■ **Short task**
Print out every line, exactly as written.

◆ ◆ ◆ ◆ ◆ ◆ ◆

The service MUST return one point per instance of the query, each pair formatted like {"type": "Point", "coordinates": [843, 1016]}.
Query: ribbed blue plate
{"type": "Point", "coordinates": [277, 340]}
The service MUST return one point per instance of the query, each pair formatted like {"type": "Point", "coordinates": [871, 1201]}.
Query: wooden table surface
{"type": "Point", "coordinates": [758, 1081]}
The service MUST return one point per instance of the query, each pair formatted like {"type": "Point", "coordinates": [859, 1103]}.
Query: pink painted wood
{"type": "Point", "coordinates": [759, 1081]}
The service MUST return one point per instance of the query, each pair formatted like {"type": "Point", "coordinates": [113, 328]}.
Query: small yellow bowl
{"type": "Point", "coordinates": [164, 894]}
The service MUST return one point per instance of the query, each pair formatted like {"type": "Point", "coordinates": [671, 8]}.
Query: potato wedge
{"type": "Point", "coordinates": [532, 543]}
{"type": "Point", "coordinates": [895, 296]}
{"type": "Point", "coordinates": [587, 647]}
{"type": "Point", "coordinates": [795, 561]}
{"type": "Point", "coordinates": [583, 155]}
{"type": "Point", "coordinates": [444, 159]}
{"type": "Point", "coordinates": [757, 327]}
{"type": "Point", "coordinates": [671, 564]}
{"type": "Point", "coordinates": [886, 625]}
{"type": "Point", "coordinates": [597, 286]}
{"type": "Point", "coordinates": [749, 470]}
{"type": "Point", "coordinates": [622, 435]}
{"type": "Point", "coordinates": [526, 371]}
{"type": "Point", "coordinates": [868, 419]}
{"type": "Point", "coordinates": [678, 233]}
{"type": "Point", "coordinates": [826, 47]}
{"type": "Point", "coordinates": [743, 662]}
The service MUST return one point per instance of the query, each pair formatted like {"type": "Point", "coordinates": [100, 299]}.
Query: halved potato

◆ ◆ ◆ ◆ ◆ ◆ ◆

■ **In response**
The service MUST return one point per instance of the query, each pair formatted like {"type": "Point", "coordinates": [843, 1016]}.
Query: ribbed blue plate
{"type": "Point", "coordinates": [277, 340]}
The service MUST return one point per instance of the query, each pair formatted like {"type": "Point", "coordinates": [871, 1201]}.
Query: wooden table surface
{"type": "Point", "coordinates": [758, 1081]}
The service MUST return one point per instance of the query, each pair formatted like {"type": "Point", "coordinates": [859, 1103]}.
Query: pink painted wood
{"type": "Point", "coordinates": [759, 1081]}
The service MUST return one point per instance of the query, each pair formatted like {"type": "Point", "coordinates": [113, 328]}.
Query: small yellow bowl
{"type": "Point", "coordinates": [164, 894]}
The service MUST return one point per instance of the query, each pair formatted like {"type": "Point", "coordinates": [671, 8]}.
Query: potato wedge
{"type": "Point", "coordinates": [532, 543]}
{"type": "Point", "coordinates": [895, 296]}
{"type": "Point", "coordinates": [587, 647]}
{"type": "Point", "coordinates": [795, 561]}
{"type": "Point", "coordinates": [583, 155]}
{"type": "Point", "coordinates": [444, 159]}
{"type": "Point", "coordinates": [757, 327]}
{"type": "Point", "coordinates": [671, 564]}
{"type": "Point", "coordinates": [886, 625]}
{"type": "Point", "coordinates": [597, 286]}
{"type": "Point", "coordinates": [749, 470]}
{"type": "Point", "coordinates": [622, 435]}
{"type": "Point", "coordinates": [526, 371]}
{"type": "Point", "coordinates": [868, 419]}
{"type": "Point", "coordinates": [678, 233]}
{"type": "Point", "coordinates": [826, 47]}
{"type": "Point", "coordinates": [743, 662]}
The service MUST return one point per instance of the query, each pair formatted like {"type": "Point", "coordinates": [100, 299]}.
Query: halved potato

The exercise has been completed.